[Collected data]
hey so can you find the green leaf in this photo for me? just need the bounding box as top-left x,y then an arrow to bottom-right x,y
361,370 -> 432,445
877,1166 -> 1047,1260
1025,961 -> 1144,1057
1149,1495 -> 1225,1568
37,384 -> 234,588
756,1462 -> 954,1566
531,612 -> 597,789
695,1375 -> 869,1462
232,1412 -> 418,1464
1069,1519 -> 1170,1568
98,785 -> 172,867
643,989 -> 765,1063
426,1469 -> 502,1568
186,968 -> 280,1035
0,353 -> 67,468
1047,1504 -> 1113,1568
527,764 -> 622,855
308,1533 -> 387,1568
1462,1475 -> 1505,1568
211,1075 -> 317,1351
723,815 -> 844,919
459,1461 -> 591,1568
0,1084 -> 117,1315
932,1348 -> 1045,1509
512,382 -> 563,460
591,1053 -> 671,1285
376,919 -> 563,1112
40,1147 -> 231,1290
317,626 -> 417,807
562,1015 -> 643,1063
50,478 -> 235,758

* [About this exercise]: Your answer should be the data above, retyped exactly.

* [Exercise answer]:
hey so can you find the green leaf in this photo for me? just need the bounding box as top-left x,y then an arrow to bottom-right x,y
361,370 -> 432,445
877,1166 -> 1047,1260
1025,961 -> 1144,1057
1149,1495 -> 1225,1568
37,384 -> 234,588
756,1462 -> 954,1566
531,612 -> 597,789
695,1375 -> 869,1462
232,1412 -> 418,1464
1069,1519 -> 1170,1568
98,785 -> 172,867
643,989 -> 765,1063
426,1469 -> 502,1568
186,968 -> 280,1035
0,353 -> 67,468
1047,1504 -> 1113,1568
527,764 -> 622,855
308,1533 -> 387,1568
1462,1475 -> 1505,1568
211,1075 -> 317,1351
723,815 -> 844,919
459,1461 -> 591,1568
0,1084 -> 117,1315
932,1348 -> 1045,1509
512,382 -> 563,460
591,1053 -> 671,1285
376,919 -> 563,1112
40,1147 -> 231,1290
317,626 -> 417,807
562,1015 -> 643,1063
50,478 -> 235,758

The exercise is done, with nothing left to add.